» **Exercise tasks**:
1. In the Nava Gadi Nava Rajya text, which channel airs the series?
2. Please reproduce the Nava Gadi Nava Rajya text from "Nava Gadi Nava" to "spoiling their marriage.".
3. List everyone the Nava Gadi Nava Rajya text names as the series' director, producer, or lead actor.

» **Selected text**:
- - -

Nava Gadi Nava Rajya () is an Indian Marathi language television series directed by Shailesh Dhere and produced by Shruti Marathe and Gaurav Ghatnekar under the banner of Black Coffee Production. It is airing on Zee Marathi by replacing Tuzya Mazya Sansarala Ani Kay Hava. It stars Pallavi Patil, Anita Date-Kelkar and Kashyap Parulekar in lead roles.

Summary 
Anandi is a village girl who has dream of happy married life. She gets engaged with Raghav Karnik who has already married and had one daughter, but still Anandi married to Raghav and Raghav's first wife was deceased but her spirit is spoiling their marriage.

Special episode (1 hour)

- - -

Records taken from a dataset:
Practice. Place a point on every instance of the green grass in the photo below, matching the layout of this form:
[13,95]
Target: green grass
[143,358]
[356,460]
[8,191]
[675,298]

- - -

» **Per-task outputs**:
1. Zee Marathi

2.
Nava Gadi Nava Rajya () is an Indian Marathi language television series directed by Shailesh Dhere and produced by Shruti Marathe and Gaurav Ghatnekar under the banner of Black Coffee Production. It is airing on Zee Marathi by replacing Tuzya Mazya Sansarala Ani Kay Hava. It stars Pallavi Patil, Anita Date-Kelkar and Kashyap Parulekar in lead roles.

Summary 
Anandi is a village girl who has dream of happy married life. She gets engaged with Raghav Karnik who has already married and had one daughter, but still Anandi married to Raghav and Raghav's first wife was deceased but her spirit is spoiling their marriage.

3. Shailesh Dhere, Shruti Marathe, Gaurav Ghatnekar, Pallavi Patil, Anita Date-Kelkar, Kashyap Parulekar